### Written exercise 1
In the page text on ET1's DAG streaming system, to what device is ET1 compared?
### Written exercise 2
Extend the page text on ET1's DAG streaming system, picking up after its final sentence.

### Page text
━━━━━━━━━━

ET1's DAG Streaming System

Familiar with graphs? How about DAGs? This is not a paradigm shift, but think of DAG as a cool way for tiny team in Austin/Dallas Texas to build an Extract Transform and Load software! Think of “DAG” like rules, which enable data processing unlike software like Alteryx, Knime, and other ETL software.

ET1 uses the power of JavaScript, DAG is a set of rules to follow, which work good on ETL applications due to them being rather idempotent.

JavaScript Example of processNodeData: the way we process data with a node.

else if (node.type === 'columnfilter') {
if (node.column && (node.pattern || node.pattern === '')) {
const pattern = (node.pattern || '').toString();
let re;
try {if (node.useRegex) {
re = new RegExp(pattern, node.caseSensitive ? '' : 'i');} else {
const hasWild = /[\*\?]/.test(pattern);
if (hasWild) {
const escWild = pattern.replace(/[-\/\\^$+?.()|[\]{}]/g, '\\$&').replace(/\*/g, '.*').replace(/\?/g, '.');
re = new RegExp('^' + escWild + '$', node.caseSensitive ? '' : 'i');} else {
const escLit = pattern.replace(/[-\/\\^$+?.()|[\]{}]/g, '\\$&');
re = new RegExp('^' + escLit + '$', node.caseSensitive ? '' : 'i');
}}} catch (e) {
re = null;}
const keepMode = (node.mode === 'keep');
const matches = (val) => {
const str = val == null ? '' : String(val);
return re ? re.test(str) : true;};
processedData = (inputData || []).filter(record => {
const ok = matches(record[node.column]);
return keepMode ? ok : !ok;});
node.impact = { columns: node.column ? [node.column] : [] };} else {
processedData = inputData;
node.impact = { columns: [] };}}

If you’re familiar with JS, node, and JSON, you know this is an important step forward in the world of ETL! We are not using Python, we are not using Java, and this is purely a JavaScript solution built to be powerful client side, with server side saving capabilities. Learn more about the data layer in the Neon Output Node Training.

ET1 is like a guitar pedal, always on, always flowing downstream

Like a guitar pedal, there’s an input and output. Sometimes it’s just an output. Then you have your input only tools. Very much like our ETL software ET1. How the guitar pedal is “always on” and just flows, that’s the goal. You can see the first iteration of the dag engine on github line 188. -Founder, Tyler Garrett

The DAG engine gives this me the ability to create an ETL software with rules that are meaningful, and enables futuristic value additions.

What is a graph?

From a data perspective, a graph is a non-linear data structure used to model and store information where the relationships between individual data points are as important as the data itself. Natively a graph engine would treat data as a first class citizen, enabling real-time data processing and the ability to only compute what needs to be computed.

Unlike tables in a relational database, which store data in a fixed, row-and-column format, a graph is a flexible, interconnected network of entities and their relationships. With ET1, we fix together this graph engine so that it looks and feels like a regular ETL software, enabling a lot of cool functionality and features that regular ETL software is unable to offer.

We don’t mean to appear as we are reinventing the wheel but rather adding a different style to the typical nodes or tools you have come to learn and love.

━━━━━━━━━━

### Stored records

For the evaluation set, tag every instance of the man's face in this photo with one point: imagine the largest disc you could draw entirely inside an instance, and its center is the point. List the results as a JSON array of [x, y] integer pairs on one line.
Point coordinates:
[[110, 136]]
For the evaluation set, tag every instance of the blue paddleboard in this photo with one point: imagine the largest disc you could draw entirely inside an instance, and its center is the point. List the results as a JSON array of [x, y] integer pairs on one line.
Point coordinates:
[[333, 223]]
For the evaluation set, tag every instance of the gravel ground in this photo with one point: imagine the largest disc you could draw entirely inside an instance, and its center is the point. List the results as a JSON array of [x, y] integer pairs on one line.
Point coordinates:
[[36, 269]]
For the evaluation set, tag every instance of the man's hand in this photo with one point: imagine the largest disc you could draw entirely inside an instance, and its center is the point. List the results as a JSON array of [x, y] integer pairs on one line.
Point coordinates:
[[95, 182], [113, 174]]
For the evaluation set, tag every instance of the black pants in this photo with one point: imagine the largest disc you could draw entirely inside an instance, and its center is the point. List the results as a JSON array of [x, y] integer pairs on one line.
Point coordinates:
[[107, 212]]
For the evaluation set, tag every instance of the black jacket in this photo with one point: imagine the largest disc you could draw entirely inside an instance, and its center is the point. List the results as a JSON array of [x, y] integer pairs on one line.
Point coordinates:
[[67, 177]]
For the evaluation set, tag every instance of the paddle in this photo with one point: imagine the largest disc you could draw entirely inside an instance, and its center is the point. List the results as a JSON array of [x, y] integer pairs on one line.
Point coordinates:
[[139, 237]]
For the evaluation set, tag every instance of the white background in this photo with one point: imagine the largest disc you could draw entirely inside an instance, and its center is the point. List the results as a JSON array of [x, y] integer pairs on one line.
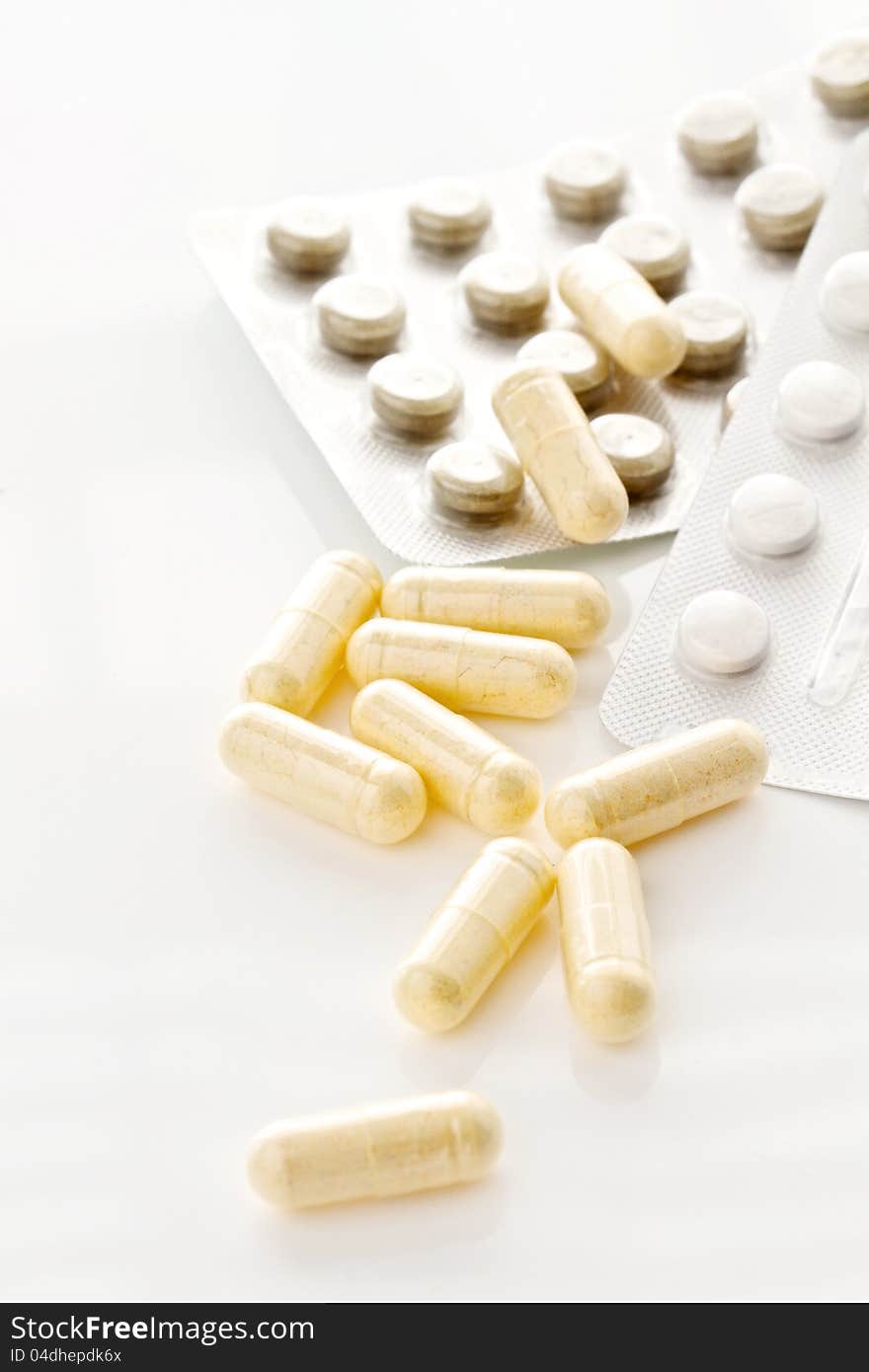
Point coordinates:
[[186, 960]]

━━━━━━━━━━

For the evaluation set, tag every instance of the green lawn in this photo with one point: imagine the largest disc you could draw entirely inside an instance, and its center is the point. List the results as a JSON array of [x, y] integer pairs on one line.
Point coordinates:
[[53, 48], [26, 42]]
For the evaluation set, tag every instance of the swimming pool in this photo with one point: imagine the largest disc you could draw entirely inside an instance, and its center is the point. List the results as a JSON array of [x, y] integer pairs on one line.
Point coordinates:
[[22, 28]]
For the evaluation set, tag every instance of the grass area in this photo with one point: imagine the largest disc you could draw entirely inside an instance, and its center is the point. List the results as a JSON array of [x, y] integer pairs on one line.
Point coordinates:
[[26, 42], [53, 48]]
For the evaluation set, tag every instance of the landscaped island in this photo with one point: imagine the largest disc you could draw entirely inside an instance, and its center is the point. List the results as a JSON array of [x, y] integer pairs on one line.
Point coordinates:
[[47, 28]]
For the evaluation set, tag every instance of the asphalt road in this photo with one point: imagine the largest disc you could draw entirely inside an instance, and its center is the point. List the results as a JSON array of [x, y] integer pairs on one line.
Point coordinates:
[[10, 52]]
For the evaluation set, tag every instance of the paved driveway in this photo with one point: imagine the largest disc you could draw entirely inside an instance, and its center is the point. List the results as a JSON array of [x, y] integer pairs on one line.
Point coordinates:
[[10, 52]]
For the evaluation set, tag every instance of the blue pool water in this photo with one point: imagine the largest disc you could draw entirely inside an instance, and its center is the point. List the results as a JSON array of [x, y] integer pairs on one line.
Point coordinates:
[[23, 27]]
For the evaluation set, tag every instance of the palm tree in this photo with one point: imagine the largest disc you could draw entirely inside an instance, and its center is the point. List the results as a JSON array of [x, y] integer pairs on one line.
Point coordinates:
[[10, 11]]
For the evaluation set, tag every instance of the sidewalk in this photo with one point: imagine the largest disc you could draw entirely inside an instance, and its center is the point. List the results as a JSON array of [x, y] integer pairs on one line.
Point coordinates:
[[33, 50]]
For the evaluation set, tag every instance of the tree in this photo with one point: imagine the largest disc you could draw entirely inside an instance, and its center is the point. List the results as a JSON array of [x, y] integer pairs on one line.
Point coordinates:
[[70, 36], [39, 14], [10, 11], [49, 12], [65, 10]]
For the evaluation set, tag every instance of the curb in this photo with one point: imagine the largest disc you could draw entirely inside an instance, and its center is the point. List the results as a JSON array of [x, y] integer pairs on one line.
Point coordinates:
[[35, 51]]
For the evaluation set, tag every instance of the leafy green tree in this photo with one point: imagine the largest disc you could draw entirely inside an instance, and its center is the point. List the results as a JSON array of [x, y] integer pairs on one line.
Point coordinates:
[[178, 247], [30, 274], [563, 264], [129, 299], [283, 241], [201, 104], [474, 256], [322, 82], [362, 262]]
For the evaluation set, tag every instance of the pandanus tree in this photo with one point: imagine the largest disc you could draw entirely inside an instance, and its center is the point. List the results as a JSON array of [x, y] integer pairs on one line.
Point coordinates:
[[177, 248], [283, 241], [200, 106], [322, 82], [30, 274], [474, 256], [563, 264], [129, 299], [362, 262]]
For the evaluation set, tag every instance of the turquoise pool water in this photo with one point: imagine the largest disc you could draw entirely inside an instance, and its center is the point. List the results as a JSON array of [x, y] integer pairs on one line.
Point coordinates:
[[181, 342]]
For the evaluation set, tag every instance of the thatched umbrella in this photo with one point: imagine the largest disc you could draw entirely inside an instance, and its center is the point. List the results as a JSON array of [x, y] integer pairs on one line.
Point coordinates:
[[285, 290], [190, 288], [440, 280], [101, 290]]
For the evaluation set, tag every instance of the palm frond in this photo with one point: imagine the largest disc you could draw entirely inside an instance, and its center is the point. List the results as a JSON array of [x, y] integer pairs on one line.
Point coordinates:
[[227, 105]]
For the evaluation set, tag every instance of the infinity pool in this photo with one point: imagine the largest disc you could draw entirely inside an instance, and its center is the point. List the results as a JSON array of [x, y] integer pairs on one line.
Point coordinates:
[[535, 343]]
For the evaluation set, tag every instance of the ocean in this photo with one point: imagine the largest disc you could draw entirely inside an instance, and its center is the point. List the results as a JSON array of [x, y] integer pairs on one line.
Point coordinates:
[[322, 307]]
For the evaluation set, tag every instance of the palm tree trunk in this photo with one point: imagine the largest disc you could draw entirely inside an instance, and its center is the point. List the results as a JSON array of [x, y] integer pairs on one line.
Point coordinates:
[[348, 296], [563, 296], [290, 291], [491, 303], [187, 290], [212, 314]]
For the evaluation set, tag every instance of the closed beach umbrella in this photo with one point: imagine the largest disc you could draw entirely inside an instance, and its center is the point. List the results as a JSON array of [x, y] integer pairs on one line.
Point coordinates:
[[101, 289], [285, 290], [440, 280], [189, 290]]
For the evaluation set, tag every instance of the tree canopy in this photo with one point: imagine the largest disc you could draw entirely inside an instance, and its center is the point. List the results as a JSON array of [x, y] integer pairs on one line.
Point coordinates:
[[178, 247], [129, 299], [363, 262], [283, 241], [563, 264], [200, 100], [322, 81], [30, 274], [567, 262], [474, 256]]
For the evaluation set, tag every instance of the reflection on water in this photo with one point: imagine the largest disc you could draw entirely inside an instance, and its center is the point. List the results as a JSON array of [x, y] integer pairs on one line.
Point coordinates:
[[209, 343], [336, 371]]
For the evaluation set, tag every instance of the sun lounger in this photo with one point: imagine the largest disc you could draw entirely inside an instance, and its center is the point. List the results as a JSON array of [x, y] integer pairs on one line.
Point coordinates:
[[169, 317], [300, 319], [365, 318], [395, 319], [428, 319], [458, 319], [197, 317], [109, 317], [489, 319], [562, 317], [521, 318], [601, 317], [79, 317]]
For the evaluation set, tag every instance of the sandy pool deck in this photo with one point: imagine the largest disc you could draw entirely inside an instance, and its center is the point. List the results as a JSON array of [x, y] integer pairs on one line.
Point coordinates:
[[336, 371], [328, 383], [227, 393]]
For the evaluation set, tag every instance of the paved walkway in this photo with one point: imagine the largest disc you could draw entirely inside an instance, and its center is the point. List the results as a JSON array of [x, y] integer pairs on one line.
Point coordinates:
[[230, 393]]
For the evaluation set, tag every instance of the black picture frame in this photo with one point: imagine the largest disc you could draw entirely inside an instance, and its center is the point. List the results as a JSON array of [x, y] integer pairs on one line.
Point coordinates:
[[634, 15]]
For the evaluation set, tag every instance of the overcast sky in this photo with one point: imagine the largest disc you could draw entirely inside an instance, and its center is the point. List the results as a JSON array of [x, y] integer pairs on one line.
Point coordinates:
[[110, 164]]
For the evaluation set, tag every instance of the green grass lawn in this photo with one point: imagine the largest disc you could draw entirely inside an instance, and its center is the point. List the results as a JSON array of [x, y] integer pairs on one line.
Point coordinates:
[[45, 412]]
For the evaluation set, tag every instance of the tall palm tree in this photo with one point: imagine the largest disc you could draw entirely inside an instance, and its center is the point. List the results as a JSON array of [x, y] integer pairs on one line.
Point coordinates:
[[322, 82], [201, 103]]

━━━━━━━━━━

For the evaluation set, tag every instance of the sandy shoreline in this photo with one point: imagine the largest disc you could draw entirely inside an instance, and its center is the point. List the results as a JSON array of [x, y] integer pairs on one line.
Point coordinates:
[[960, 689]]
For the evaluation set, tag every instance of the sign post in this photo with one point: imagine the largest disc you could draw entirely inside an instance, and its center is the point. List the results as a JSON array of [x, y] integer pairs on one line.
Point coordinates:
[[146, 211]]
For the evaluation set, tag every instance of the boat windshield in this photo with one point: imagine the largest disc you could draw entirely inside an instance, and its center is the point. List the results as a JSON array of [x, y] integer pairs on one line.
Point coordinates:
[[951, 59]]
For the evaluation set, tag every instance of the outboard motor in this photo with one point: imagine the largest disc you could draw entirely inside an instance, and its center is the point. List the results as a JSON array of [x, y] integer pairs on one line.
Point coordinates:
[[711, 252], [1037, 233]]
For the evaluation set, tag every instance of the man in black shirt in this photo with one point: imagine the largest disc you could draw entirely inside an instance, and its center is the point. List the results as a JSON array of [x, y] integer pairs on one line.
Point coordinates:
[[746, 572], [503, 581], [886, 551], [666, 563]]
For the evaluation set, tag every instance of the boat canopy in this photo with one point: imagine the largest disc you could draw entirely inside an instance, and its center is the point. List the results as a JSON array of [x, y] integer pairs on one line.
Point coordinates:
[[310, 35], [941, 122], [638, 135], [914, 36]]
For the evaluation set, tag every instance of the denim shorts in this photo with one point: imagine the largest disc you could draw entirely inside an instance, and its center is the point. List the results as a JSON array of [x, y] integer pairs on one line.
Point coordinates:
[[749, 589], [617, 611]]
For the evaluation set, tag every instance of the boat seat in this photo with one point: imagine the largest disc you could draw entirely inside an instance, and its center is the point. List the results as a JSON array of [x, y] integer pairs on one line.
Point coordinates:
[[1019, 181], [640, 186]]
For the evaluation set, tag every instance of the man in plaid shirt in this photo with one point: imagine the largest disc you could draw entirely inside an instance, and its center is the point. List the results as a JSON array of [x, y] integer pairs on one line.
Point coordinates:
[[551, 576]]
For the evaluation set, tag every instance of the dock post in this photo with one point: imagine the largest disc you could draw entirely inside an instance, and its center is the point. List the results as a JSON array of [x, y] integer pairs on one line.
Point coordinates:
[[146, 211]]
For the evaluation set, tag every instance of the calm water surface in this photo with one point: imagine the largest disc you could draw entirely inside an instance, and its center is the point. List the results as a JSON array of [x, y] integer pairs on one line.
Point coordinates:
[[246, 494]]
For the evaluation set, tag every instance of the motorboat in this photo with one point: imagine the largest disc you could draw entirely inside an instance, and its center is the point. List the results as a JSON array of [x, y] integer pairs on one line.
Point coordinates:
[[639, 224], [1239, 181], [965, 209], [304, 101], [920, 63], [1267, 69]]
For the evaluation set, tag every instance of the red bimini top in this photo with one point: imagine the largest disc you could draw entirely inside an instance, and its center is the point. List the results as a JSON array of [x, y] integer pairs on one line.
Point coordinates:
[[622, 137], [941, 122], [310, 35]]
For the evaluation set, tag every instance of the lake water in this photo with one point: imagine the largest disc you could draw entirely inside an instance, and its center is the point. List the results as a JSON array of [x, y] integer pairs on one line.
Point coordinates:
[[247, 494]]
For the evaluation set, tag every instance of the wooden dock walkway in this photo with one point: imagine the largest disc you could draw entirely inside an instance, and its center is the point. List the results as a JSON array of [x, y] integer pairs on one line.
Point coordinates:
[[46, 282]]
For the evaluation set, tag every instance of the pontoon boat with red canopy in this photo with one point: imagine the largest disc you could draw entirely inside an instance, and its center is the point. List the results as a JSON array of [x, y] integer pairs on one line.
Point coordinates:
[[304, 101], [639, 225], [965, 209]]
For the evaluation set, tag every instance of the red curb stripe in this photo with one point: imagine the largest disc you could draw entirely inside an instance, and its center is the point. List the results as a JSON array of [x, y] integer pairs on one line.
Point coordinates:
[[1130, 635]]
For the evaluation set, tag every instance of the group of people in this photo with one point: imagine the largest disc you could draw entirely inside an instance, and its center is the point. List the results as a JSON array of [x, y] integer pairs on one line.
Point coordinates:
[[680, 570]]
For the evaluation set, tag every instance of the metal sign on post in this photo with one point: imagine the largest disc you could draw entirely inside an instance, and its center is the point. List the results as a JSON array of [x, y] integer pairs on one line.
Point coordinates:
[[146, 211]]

━━━━━━━━━━

### Exercise answer 1
A guitar pedal, which is always on and always flowing downstream.

### Exercise answer 2
No looping… Acyclic. Stop recycling the same rows…

Focusing solely on the detrimental effects of loops is insufficient. While infinite loops can undoubtedly disrupt systems and lead to financial losses, a more significant concern is the unnecessary recycling of data, a practice prevalent in many software applications. Why is it necessary to repeatedly query data when it is not needed? Many tools, including Ta b leau, Power BI, Alteryx, and Knime, inherently recycle data rows. This necessitates re-querying 100% of each table during both development and production phases, resulting in frequent downtime, managing downtime due to backfills, the constant need for backfilling, increased system strain, and a continual escalating cost. Where has the concept of incremental data loading gone?

We unblock the ability to stream data incrementally to avoid unnecessary backfilling by using this DAG system!

This is one of many reasons we feel ET1 is powerful data engineering solution.

DAGs used in the wild?

We leverage the same principles employed by other well-regarded Directed Acyclic Graph (DAG) tools, such as Apache Spark, Apache Airflow, Apache Beam, Kubeflow Pipelines, MLflow, TensorFlow, Dagster, Prefect, Argo Workflows, Google Cloud Composer, and Azure Data Factory, among others.

We created our own custom DAG engine using JavaScript, and this enables us to flow data downstream in a web app. Data steaming in a no-code ETL software, without a setup or install, feels like a big win for any ETL software.

In simple terms, Acyclic means not looping, this diagram/graph shows no loops.

ET1 is by law is a acyclic

Meaning not forming part of a cycle. However many ETL style tools, both in visualization and ETL, still remain with the same engine as 20 years ago. Many things have changed in 20 years. Like the ability to avoid recycling data natively.

In the data world, acyclic means no looping is possible, and from a row perspective, this is powerful because you’re always incrementally loading downstream.

This application is unable to loop back on itself. A safe behavior to avoid novice mistakes that can instantly cost a lot of money in the wrong hands.

The DAG engine, consider it a beneficial rule for an ETL software that cares about rows, most ETL software cares about columns + tables, rows become second class citizens because in database land – columns and tables are king.

These classic ETL tools constantly recycle, most allow looping, and naturally this will push more work on your systems and increase costs.

This is one of many reasons we feel the DAG engine is important, and in this diagram, 2 goes to 5 then back to 1. This isn’t possible in ET1 in the UX, and also not possible per row. This enables incremental row level refreshing. Saving time when engineering solutions, and making tweaks doesn’t cause considerable downtime ever again!

This diagram is not possible due to the rule base in the engine and not a DAG, due to the loop.

Looping still confusing as a negative? Imagine an application that could easily loop on itself, like a delay pedal that can feedback on itself, this would infinitely get louder and could destroy your ears or speakers… And from a data perspective, looping on yourself could spell a disaster for your computer, other computers, your network, your API bills, and much more… Loops would be a negative because it would allow people to break their computer and attached machines..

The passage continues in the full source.